SUPPLIED RECORDS:
>>>
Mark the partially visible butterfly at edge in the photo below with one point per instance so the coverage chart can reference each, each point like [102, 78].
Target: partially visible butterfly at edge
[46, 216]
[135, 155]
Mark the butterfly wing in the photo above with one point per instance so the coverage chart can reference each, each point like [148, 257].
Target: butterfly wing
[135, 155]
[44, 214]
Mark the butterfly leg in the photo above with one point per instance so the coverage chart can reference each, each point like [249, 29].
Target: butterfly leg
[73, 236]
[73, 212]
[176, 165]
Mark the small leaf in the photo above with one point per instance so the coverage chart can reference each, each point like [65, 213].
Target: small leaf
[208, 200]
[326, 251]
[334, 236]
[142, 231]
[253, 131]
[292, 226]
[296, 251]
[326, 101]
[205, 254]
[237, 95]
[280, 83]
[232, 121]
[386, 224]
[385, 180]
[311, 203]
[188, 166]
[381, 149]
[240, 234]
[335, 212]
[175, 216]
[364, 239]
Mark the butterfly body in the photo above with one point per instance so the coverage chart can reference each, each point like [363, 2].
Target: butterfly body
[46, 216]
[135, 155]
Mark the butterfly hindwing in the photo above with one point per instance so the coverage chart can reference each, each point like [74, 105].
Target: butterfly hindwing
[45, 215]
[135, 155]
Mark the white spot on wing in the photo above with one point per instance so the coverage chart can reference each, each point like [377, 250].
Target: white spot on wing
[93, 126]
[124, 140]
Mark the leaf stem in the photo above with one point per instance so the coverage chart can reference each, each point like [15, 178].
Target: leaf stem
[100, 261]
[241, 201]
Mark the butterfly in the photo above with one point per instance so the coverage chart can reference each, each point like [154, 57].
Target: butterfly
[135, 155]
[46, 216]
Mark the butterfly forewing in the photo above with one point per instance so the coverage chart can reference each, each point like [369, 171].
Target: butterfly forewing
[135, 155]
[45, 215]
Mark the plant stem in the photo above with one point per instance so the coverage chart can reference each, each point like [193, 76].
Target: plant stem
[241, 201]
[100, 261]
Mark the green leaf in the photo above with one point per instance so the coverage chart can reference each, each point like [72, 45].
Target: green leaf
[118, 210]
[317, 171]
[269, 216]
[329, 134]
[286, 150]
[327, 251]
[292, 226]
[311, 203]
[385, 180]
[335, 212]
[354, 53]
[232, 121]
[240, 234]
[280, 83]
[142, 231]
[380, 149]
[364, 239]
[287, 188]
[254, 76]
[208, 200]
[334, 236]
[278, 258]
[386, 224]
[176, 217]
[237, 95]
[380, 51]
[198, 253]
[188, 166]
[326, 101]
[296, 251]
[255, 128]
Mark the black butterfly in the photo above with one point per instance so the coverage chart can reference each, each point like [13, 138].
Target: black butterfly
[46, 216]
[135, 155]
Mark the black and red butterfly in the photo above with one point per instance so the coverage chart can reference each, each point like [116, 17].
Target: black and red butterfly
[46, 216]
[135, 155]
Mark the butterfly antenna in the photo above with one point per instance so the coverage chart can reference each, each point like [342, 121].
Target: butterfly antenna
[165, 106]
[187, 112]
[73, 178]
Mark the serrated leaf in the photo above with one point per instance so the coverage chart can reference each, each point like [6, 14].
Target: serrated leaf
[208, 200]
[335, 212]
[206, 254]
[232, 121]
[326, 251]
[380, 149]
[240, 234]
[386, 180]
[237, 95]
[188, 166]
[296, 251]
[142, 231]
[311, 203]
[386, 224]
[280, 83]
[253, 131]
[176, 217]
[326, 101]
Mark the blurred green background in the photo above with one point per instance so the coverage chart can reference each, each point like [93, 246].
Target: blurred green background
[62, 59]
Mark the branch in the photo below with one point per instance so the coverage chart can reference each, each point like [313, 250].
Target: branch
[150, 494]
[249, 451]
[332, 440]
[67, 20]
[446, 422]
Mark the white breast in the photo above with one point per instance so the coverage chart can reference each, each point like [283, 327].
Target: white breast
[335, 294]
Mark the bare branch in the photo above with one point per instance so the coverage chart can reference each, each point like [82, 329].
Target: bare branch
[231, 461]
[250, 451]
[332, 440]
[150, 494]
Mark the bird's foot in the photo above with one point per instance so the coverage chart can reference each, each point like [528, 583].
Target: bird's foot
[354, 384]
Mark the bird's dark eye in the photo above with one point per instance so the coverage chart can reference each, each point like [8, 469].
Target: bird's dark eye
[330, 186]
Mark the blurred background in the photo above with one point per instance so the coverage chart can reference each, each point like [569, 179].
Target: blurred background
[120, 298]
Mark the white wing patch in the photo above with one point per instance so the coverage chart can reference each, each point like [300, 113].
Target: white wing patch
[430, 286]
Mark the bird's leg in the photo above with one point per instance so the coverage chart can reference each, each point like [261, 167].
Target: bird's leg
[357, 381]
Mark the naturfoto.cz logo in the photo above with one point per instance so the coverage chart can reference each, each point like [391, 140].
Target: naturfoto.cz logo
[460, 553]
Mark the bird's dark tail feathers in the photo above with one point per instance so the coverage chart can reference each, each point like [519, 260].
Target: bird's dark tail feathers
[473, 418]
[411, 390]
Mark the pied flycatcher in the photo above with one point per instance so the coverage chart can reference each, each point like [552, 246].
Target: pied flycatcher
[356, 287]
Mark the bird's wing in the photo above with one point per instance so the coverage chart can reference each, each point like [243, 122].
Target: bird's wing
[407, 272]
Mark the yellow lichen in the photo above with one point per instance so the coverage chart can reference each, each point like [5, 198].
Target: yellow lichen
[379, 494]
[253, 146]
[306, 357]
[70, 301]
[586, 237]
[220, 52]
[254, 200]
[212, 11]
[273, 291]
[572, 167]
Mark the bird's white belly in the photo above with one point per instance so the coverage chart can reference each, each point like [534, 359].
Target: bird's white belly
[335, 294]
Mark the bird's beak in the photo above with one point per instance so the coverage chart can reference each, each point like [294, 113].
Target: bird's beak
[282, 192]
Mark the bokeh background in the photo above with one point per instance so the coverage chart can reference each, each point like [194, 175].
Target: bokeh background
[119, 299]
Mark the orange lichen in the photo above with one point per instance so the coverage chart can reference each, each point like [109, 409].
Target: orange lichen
<<<
SET TASK:
Retype the listing. Match it exactly.

PROBLEM SOLUTION:
Mark the partially visible butterfly at edge in the photo below with one point per instance so the coverage chart can reference each, each point like [102, 78].
Target: partially visible butterfly at edge
[46, 216]
[135, 155]
Mark the butterfly wing in the photo above with one point per instance so the coverage chart can reference each, each point like [148, 257].
Target: butterfly wing
[135, 155]
[44, 214]
Mark the butterfly leg in the photo above with one point per instance so the coverage chart can reference each, each point like [249, 29].
Target: butterfly leg
[73, 236]
[73, 212]
[176, 165]
Mark the small leaf in the photo above with one point per instance so the coverage chart can reference each, each point like [65, 213].
Target: small leaf
[208, 200]
[326, 251]
[334, 236]
[142, 231]
[253, 131]
[292, 226]
[296, 251]
[326, 101]
[205, 254]
[237, 95]
[280, 83]
[232, 121]
[386, 224]
[385, 180]
[311, 203]
[188, 166]
[381, 149]
[240, 234]
[335, 212]
[175, 216]
[364, 239]
Mark the butterfly body in the photo above with one point per instance so the coverage chart can reference each, each point like [363, 2].
Target: butterfly body
[46, 216]
[135, 155]
Mark the butterfly hindwing in the photo above with one point per instance so the coverage chart can reference each, each point like [74, 105].
Target: butterfly hindwing
[45, 215]
[135, 155]
Mark the white spot on wing in the photo above with one point per instance so the coverage chart can reference each, each point like [377, 250].
Target: white spot on wing
[93, 126]
[124, 140]
Mark the leaf stem in the photo above with one point per instance so the coverage chart can reference each, each point like [15, 178].
Target: leaf stem
[100, 261]
[241, 201]
Mark the butterfly in the photo above with one point per instance so the coverage chart can reference each, each point like [154, 57].
Target: butterfly
[135, 155]
[46, 216]
Mark the butterfly forewing in the photo above with one point per instance so the coverage chart can reference each, each point like [369, 171].
Target: butterfly forewing
[135, 155]
[45, 215]
Mark the plant stem in the photo above with one point per instance so the coverage chart can reference each, each point like [193, 76].
Target: plant stem
[241, 201]
[100, 261]
Mark the green leaf in the photo above with one point per instance so the coverage chart can reference each, each point like [72, 45].
Target: green leaf
[118, 210]
[317, 171]
[269, 216]
[329, 134]
[286, 150]
[327, 251]
[292, 226]
[311, 203]
[385, 180]
[335, 212]
[354, 53]
[232, 121]
[240, 234]
[280, 83]
[142, 231]
[380, 149]
[364, 239]
[287, 188]
[254, 76]
[208, 200]
[334, 236]
[278, 258]
[386, 224]
[176, 217]
[237, 95]
[380, 51]
[198, 253]
[188, 166]
[326, 101]
[296, 251]
[255, 128]
Mark the black butterfly in the photo above with one point per instance so the coverage chart can reference each, each point like [13, 138].
Target: black butterfly
[46, 216]
[135, 155]
Mark the black and red butterfly in the photo above with one point per instance so the coverage chart can reference each, each point like [116, 17].
Target: black and red butterfly
[46, 216]
[135, 155]
Mark the butterfly antenna in the photo above with one point per instance so the coverage chart can reference each, each point like [342, 121].
Target: butterfly antenna
[165, 106]
[187, 112]
[73, 178]
Mark the serrated leaf in the photo above with one point per instance so the coverage chart can reference each, each point like [6, 14].
Target: serrated leaf
[208, 200]
[335, 212]
[206, 254]
[232, 121]
[326, 251]
[380, 149]
[240, 234]
[386, 180]
[237, 95]
[188, 166]
[296, 251]
[142, 231]
[311, 203]
[386, 224]
[280, 83]
[253, 131]
[176, 217]
[326, 101]
Mark the blurred green background in the photo above with one point per instance so the coverage chart can reference each, each point like [93, 246].
Target: blurred green background
[62, 59]
Mark the branch in the photo below with one point per instance so the coverage chart can reference each, each point like [313, 250].
Target: branch
[150, 494]
[249, 451]
[332, 440]
[67, 20]
[446, 422]
Mark the white breast in the photo above with one point per instance so the coverage chart can reference each, each point like [283, 327].
Target: white breast
[335, 294]
Mark the bare branch in the photo above with one point per instance so the coverage chart can reference each, each point like [82, 329].
Target: bare branch
[231, 461]
[250, 451]
[332, 440]
[150, 494]
Mark the bird's foot in the photo above with one point per instance so the coverage chart can reference each, each point like [528, 583].
Target: bird's foot
[354, 384]
Mark the bird's dark eye in the photo above with one point per instance so the coverage chart can reference each, each point like [8, 469].
Target: bird's dark eye
[330, 186]
Mark the blurred background in the photo above with one point per instance so the coverage chart can reference each, each point like [569, 179].
Target: blurred background
[120, 298]
Mark the white wing patch in the photo above with one point per instance so the coverage chart can reference each, each point like [300, 113].
Target: white wing patch
[430, 286]
Mark the bird's leg in the photo above with one point per instance so the coverage chart can reference each, each point like [261, 167].
Target: bird's leg
[357, 381]
Mark the naturfoto.cz logo in the photo above with one point per instance so the coverage chart can reference each, each point like [391, 140].
Target: naturfoto.cz logo
[460, 553]
Mark the bird's dark tail feathers in the photo above with one point per instance so the coverage chart can reference each, each point like [519, 260].
Target: bird's dark tail feathers
[473, 418]
[411, 390]
Mark the pied flycatcher in the photo above with one point per instance so the coverage chart can reference each, each point like [552, 246].
Target: pied flycatcher
[356, 287]
Mark the bird's wing in the photo above with one point per instance so the coverage chart can reference each, each point like [243, 122].
Target: bird's wing
[407, 272]
Mark the yellow lichen in the photo above with one point per instance so the coverage chart can reference each, each point like [5, 198].
Target: yellow lichen
[379, 494]
[253, 146]
[306, 357]
[70, 301]
[586, 237]
[220, 52]
[254, 200]
[212, 11]
[273, 291]
[572, 167]
Mark the bird's white belly in the photo above with one point per instance so the coverage chart can reference each, each point like [534, 359].
Target: bird's white belly
[335, 294]
Mark the bird's beak in the photo above with one point per instance so the coverage chart can reference each, each point like [294, 113].
Target: bird's beak
[282, 192]
Mark the bokeh background in the photo above with one point per instance so the coverage chart can reference each, each point like [194, 175].
Target: bokeh background
[119, 299]
Mark the orange lichen in the photo above with one point per instance so the coverage chart can reference each, each point like [109, 409].
Target: orange lichen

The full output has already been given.